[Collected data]

• • • •

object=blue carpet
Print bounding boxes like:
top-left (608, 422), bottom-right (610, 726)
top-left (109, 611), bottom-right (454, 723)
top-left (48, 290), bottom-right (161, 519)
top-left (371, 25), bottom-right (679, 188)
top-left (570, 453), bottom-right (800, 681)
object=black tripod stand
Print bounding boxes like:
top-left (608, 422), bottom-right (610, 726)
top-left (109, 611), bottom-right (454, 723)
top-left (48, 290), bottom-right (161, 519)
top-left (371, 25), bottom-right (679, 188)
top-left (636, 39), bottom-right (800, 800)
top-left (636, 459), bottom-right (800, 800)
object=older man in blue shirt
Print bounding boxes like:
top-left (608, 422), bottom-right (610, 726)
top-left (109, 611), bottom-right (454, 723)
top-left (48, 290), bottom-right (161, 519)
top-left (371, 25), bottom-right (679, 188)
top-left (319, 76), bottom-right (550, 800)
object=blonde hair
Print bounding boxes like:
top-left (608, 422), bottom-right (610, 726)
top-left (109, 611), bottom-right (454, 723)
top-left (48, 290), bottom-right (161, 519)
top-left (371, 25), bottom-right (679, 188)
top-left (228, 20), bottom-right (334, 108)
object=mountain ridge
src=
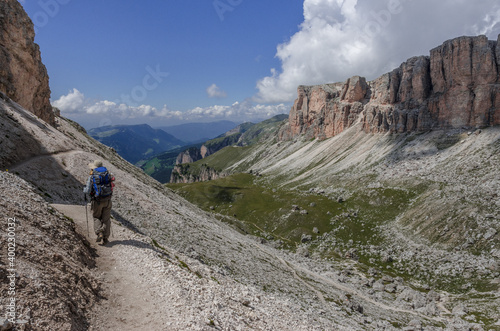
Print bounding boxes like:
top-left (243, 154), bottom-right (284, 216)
top-left (279, 35), bottom-right (500, 140)
top-left (88, 124), bottom-right (186, 164)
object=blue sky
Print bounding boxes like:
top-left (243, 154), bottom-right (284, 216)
top-left (21, 0), bottom-right (500, 128)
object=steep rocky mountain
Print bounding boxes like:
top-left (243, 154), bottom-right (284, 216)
top-left (141, 143), bottom-right (203, 183)
top-left (280, 36), bottom-right (500, 140)
top-left (169, 37), bottom-right (500, 329)
top-left (0, 2), bottom-right (500, 330)
top-left (0, 0), bottom-right (54, 125)
top-left (89, 124), bottom-right (186, 164)
top-left (158, 121), bottom-right (237, 144)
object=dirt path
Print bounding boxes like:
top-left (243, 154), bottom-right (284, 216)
top-left (53, 205), bottom-right (167, 330)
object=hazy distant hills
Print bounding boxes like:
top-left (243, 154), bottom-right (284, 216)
top-left (88, 124), bottom-right (187, 164)
top-left (158, 121), bottom-right (238, 143)
top-left (146, 114), bottom-right (288, 183)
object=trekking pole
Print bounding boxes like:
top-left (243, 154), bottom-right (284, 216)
top-left (83, 193), bottom-right (90, 239)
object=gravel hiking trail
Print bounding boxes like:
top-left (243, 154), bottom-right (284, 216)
top-left (52, 204), bottom-right (164, 330)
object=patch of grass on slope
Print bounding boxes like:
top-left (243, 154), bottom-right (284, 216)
top-left (169, 174), bottom-right (412, 252)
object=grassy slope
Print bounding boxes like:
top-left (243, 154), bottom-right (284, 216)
top-left (171, 129), bottom-right (500, 308)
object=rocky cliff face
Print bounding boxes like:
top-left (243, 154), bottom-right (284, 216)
top-left (175, 147), bottom-right (204, 165)
top-left (280, 36), bottom-right (500, 140)
top-left (170, 163), bottom-right (229, 184)
top-left (0, 0), bottom-right (54, 125)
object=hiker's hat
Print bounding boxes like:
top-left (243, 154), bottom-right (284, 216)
top-left (89, 160), bottom-right (102, 169)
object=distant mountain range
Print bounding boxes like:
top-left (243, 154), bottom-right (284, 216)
top-left (88, 124), bottom-right (187, 164)
top-left (141, 114), bottom-right (288, 183)
top-left (157, 121), bottom-right (238, 143)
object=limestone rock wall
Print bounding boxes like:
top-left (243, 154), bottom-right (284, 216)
top-left (279, 36), bottom-right (500, 140)
top-left (0, 0), bottom-right (54, 125)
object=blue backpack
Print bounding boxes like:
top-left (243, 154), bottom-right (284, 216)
top-left (91, 167), bottom-right (114, 199)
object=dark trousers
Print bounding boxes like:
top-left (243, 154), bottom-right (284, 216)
top-left (91, 197), bottom-right (111, 239)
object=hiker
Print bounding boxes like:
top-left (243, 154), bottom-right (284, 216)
top-left (83, 160), bottom-right (115, 245)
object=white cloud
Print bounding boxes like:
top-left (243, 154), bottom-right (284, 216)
top-left (254, 0), bottom-right (500, 103)
top-left (52, 88), bottom-right (85, 113)
top-left (207, 84), bottom-right (227, 98)
top-left (52, 89), bottom-right (290, 122)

• • • •

▶ **GIVEN REQUEST**: Copy the listing above line for line, without any changes, covering all of it. Omit the pictures from your copy.

▶ **SOLVED PROBLEM**:
object=blue carpet
Print bounding boxes like:
top-left (608, 422), bottom-right (610, 726)
top-left (109, 611), bottom-right (454, 723)
top-left (48, 290), bottom-right (161, 519)
top-left (371, 25), bottom-right (679, 188)
top-left (570, 453), bottom-right (800, 681)
object=black tripod stand
Print bounding boxes like:
top-left (608, 422), bottom-right (610, 726)
top-left (109, 611), bottom-right (454, 723)
top-left (48, 290), bottom-right (161, 519)
top-left (371, 25), bottom-right (679, 188)
top-left (636, 39), bottom-right (800, 800)
top-left (636, 459), bottom-right (800, 800)
object=older man in blue shirt
Print bounding boxes like:
top-left (608, 422), bottom-right (610, 726)
top-left (109, 611), bottom-right (454, 723)
top-left (48, 290), bottom-right (161, 519)
top-left (371, 25), bottom-right (679, 188)
top-left (319, 76), bottom-right (550, 800)
object=blonde hair
Print bounding boxes like:
top-left (608, 422), bottom-right (610, 726)
top-left (109, 611), bottom-right (454, 723)
top-left (48, 290), bottom-right (161, 519)
top-left (371, 25), bottom-right (679, 188)
top-left (228, 20), bottom-right (334, 108)
object=mountain ridge
src=
Print bounding boxes like:
top-left (243, 154), bottom-right (284, 216)
top-left (279, 35), bottom-right (500, 140)
top-left (88, 124), bottom-right (186, 164)
object=blue sky
Print bounding boxes like:
top-left (243, 154), bottom-right (284, 216)
top-left (21, 0), bottom-right (500, 128)
object=steep rocky mountain
Print bounding boxes like:
top-left (243, 154), bottom-right (284, 216)
top-left (141, 143), bottom-right (203, 183)
top-left (280, 36), bottom-right (500, 140)
top-left (169, 37), bottom-right (500, 329)
top-left (0, 2), bottom-right (500, 330)
top-left (0, 0), bottom-right (54, 125)
top-left (89, 124), bottom-right (186, 164)
top-left (158, 121), bottom-right (237, 144)
object=dirt path
Print bounding boxes like:
top-left (243, 154), bottom-right (284, 216)
top-left (53, 205), bottom-right (167, 330)
object=hazy distant hills
Print bounding boxes like:
top-left (243, 154), bottom-right (284, 216)
top-left (88, 124), bottom-right (187, 164)
top-left (158, 121), bottom-right (238, 143)
top-left (146, 114), bottom-right (288, 183)
object=trekking pole
Print bounding boxes like:
top-left (243, 154), bottom-right (284, 216)
top-left (83, 193), bottom-right (90, 239)
object=gravel hiking trail
Print bounding boxes like:
top-left (243, 154), bottom-right (284, 216)
top-left (52, 204), bottom-right (164, 330)
object=patch of grass on slope
Print bounding boxes like:
top-left (243, 154), bottom-right (284, 216)
top-left (169, 174), bottom-right (412, 252)
object=grassy slope
Print bounding boxes like:
top-left (243, 154), bottom-right (284, 216)
top-left (171, 129), bottom-right (500, 308)
object=rocky cliff face
Print bounding boxes like:
top-left (243, 154), bottom-right (284, 216)
top-left (175, 147), bottom-right (204, 165)
top-left (280, 36), bottom-right (500, 140)
top-left (170, 163), bottom-right (229, 184)
top-left (0, 0), bottom-right (54, 125)
object=hiker's hat
Print bounding boxes like:
top-left (243, 154), bottom-right (284, 216)
top-left (89, 160), bottom-right (102, 169)
object=distant mountain range
Print bounding boxes like:
top-left (243, 154), bottom-right (284, 216)
top-left (88, 124), bottom-right (187, 164)
top-left (141, 114), bottom-right (288, 183)
top-left (157, 121), bottom-right (238, 143)
object=limestone rock wall
Print bounding boxes like:
top-left (243, 154), bottom-right (284, 216)
top-left (279, 36), bottom-right (500, 140)
top-left (0, 0), bottom-right (54, 125)
object=blue backpack
Print bounding boxes like:
top-left (243, 154), bottom-right (284, 216)
top-left (91, 167), bottom-right (114, 199)
object=dark trousers
Print bounding boxes like:
top-left (243, 154), bottom-right (284, 216)
top-left (91, 197), bottom-right (111, 239)
object=hiker
Print bounding boxes like:
top-left (243, 154), bottom-right (284, 216)
top-left (83, 160), bottom-right (115, 245)
object=white cloud
Print bounding boxes like:
top-left (243, 154), bottom-right (284, 216)
top-left (254, 0), bottom-right (500, 103)
top-left (52, 88), bottom-right (85, 113)
top-left (207, 84), bottom-right (227, 98)
top-left (52, 89), bottom-right (290, 122)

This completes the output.